==== Record set ====

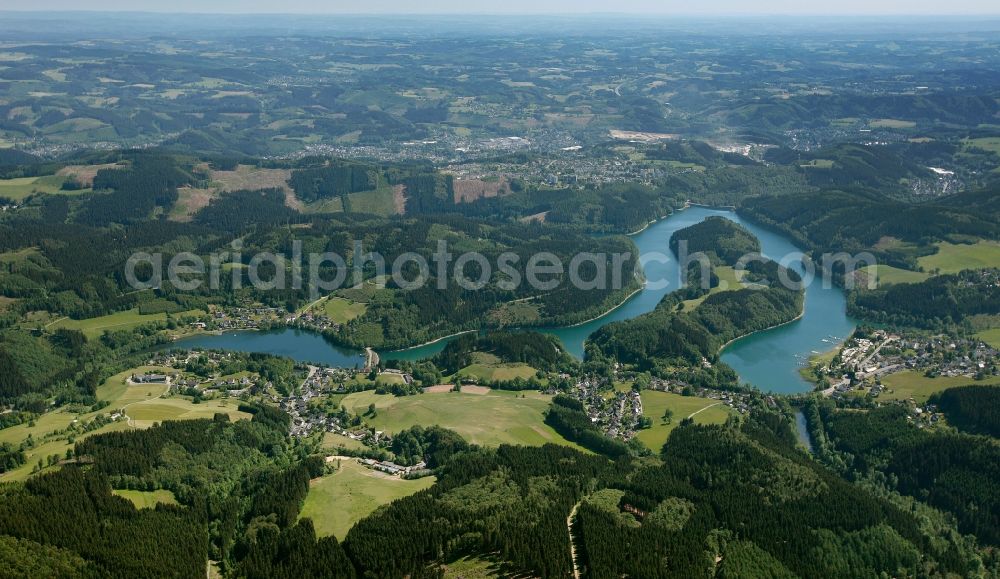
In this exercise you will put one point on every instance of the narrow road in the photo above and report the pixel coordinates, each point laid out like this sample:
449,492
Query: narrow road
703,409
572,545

====
==== Record set ====

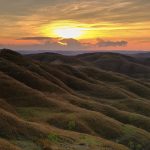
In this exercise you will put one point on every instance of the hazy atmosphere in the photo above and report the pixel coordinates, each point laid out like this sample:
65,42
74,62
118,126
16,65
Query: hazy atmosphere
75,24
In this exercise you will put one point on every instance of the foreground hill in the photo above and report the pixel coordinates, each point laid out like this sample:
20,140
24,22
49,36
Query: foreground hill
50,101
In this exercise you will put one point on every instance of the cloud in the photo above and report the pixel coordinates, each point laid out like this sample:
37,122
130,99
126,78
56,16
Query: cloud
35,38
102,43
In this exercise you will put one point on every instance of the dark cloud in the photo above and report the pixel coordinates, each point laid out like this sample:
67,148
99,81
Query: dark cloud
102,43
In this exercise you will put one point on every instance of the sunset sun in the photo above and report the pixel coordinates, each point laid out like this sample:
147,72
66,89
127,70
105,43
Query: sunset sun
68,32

====

→ What you will do
Show every line of the listing containing the string "above" by copying it.

→ Answer box
In this exercise you will put one point on every instance of the narrow road in the photo above and report the pixel coordinates, each point laid out like this sample:
In this exercise you will put one point on every instance of the hazy atmosphere in the photo above and report the pixel coordinates, each point laid out like this sample:
In this exercise you will put one point on every instance of the foreground hill in the photo above and report the pixel coordinates, each point laid out like this sample:
In this exercise you will put one point on every instance of the cloud in the photo above and report the pixel coordinates, each point laid out like this sample:
In this exercise you will put one point on every instance of the dark cloud in the photo above and report the pixel coordinates, each point laid out like this sample:
In this exercise you will put one point on every instance of the sunset sun in the photo above and report the pixel coordinates, each point laid out like this sample:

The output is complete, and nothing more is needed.